Stored records
↓↓↓
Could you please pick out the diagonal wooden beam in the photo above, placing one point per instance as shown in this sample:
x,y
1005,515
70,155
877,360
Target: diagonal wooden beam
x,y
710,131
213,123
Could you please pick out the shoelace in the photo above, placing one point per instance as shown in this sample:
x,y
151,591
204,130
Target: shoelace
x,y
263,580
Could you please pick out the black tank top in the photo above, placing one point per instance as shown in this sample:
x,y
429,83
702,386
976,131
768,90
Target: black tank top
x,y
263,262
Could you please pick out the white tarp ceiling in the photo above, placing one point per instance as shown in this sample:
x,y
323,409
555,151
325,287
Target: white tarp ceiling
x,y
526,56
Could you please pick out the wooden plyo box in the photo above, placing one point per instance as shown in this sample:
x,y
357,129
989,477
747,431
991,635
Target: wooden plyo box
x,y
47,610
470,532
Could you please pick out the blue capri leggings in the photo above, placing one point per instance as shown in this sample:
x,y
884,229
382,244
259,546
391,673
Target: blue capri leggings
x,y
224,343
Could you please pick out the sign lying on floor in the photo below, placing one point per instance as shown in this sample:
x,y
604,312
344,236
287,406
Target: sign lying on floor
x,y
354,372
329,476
↑↑↑
== TRY IT ==
Each record should come back exactly as written.

== ANSWER FOR THE TASK ==
Could you please pick out the diagonal wooden beam in the photo above, placing one point per instance as shown in this sample:
x,y
1005,515
70,155
877,360
Target: diagonal wooden beam
x,y
710,131
213,123
Could you please pick out the shoelace in the photo above, placing one point per instance as shown in this sample:
x,y
151,591
204,130
Target: shoelace
x,y
263,580
Could you please pick out the black tank top in the photo above, placing one point per instance as shown in this sample:
x,y
429,83
702,386
976,131
768,90
Target: black tank top
x,y
263,262
Could you please pick out the white tarp ceiling in the photo above, placing one point per instance as shown in this sample:
x,y
323,409
555,151
325,287
Target: white tarp ceiling
x,y
526,56
Could you please pick out the wooden plyo box in the photo above, placing one point per instance as shown in this sample:
x,y
357,129
989,477
747,431
991,635
Target: wooden plyo box
x,y
47,610
470,532
Could you please pick out the blue capri leggings in the photo above, placing one point per instance as shown in this sample:
x,y
884,229
382,244
259,546
391,673
Target: blue capri leggings
x,y
224,343
Could you please pick out the sign lying on floor in the photo below, placing one point per instance as shown in this sample:
x,y
604,312
344,236
287,406
Target: sign lying on floor
x,y
354,372
329,476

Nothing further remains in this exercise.